Stored data
☆ ☆ ☆ ☆ ☆ ☆ ☆

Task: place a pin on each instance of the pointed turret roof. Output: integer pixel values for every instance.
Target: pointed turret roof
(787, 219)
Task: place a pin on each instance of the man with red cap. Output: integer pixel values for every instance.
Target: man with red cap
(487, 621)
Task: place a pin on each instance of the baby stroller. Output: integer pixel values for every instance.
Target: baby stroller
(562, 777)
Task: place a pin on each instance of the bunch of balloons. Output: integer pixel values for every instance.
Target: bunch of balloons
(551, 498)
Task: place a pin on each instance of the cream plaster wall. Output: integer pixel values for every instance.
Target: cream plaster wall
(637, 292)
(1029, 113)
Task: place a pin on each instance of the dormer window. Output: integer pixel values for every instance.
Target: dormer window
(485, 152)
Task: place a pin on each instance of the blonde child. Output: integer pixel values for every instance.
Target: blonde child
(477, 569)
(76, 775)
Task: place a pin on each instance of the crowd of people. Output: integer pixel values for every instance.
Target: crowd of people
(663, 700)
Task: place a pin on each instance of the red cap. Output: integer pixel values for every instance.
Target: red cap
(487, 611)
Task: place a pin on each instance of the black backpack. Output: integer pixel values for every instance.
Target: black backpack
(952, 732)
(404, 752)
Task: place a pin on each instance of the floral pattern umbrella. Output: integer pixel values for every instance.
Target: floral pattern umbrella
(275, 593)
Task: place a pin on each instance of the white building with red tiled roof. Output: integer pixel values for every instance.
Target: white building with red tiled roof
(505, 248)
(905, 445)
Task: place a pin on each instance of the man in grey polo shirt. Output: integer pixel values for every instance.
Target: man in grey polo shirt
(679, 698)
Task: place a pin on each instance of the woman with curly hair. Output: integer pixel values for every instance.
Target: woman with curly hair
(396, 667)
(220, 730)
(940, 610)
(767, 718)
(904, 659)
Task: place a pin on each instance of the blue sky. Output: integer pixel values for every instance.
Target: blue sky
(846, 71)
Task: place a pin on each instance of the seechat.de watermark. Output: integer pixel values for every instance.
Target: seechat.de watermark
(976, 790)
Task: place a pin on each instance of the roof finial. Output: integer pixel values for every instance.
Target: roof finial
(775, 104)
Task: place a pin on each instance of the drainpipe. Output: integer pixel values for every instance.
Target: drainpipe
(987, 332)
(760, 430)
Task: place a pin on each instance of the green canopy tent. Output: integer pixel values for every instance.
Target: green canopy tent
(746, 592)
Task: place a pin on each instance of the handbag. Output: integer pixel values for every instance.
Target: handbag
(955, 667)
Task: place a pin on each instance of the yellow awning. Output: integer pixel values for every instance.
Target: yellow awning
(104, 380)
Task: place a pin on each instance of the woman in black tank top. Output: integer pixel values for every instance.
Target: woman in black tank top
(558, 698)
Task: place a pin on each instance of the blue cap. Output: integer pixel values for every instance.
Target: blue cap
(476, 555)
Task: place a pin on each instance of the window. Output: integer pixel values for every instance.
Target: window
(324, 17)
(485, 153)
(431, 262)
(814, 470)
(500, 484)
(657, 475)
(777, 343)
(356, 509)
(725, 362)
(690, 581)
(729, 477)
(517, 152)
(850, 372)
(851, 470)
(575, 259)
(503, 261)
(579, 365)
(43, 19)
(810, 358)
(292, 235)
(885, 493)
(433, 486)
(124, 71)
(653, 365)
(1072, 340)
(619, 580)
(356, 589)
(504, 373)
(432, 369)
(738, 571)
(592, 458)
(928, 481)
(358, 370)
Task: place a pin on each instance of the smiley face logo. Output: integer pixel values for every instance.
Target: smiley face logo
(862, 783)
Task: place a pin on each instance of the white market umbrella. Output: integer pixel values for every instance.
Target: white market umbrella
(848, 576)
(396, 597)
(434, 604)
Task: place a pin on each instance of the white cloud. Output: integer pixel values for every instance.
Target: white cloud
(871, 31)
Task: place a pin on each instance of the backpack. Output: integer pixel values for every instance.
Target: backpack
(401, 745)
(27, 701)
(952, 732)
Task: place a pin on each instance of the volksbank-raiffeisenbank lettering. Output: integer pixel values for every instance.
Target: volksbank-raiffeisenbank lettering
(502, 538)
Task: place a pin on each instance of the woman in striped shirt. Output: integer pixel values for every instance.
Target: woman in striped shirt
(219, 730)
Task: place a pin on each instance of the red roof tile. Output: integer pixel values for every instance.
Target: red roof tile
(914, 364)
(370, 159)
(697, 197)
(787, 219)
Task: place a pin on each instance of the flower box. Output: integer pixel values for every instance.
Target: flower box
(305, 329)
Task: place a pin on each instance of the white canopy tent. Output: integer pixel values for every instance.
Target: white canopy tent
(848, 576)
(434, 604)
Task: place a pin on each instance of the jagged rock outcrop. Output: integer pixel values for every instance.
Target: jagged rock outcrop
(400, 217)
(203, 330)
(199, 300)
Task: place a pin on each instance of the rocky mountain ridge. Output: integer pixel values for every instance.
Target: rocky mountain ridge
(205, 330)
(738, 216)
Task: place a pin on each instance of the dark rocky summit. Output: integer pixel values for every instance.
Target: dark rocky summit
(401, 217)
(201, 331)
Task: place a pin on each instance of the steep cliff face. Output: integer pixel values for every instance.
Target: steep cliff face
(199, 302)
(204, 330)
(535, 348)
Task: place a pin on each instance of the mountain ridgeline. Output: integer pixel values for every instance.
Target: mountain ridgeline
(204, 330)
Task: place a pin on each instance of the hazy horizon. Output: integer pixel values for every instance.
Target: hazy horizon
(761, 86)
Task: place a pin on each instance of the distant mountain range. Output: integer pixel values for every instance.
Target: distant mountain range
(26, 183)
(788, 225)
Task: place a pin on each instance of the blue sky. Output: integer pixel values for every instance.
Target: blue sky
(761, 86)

☆ ☆ ☆ ☆ ☆ ☆ ☆

What is being asked :: Above are the records; copy exactly the lines from the one with "Task: place a pin on each instance of the dark" through the final line.

Output below ::
Task: place a pin on each instance of the dark rocky summit. Output: integer pixel values for every instance.
Target: dark rocky summit
(401, 217)
(201, 331)
Task: place a pin on each instance of the steep cliff face. Output: integer pixel values for every instance.
Target: steep cliff face
(199, 302)
(204, 330)
(535, 348)
Task: place a pin on each instance of the mountain ridgeline. Output: integer pixel values for every instance.
Target: mountain ridgeline
(204, 330)
Task: place a pin on each instance of the hazy horizon. Output: integer pixel values for every instance.
Target: hazy horizon
(761, 86)
Task: place a pin on each instance of the distant mountain range. Output: integer pixel values for every instance.
Target: distant mountain range
(26, 183)
(788, 225)
Task: place a pin on each instance of the blue sky. Output: integer pixel values for every instance.
Target: blue sky
(761, 86)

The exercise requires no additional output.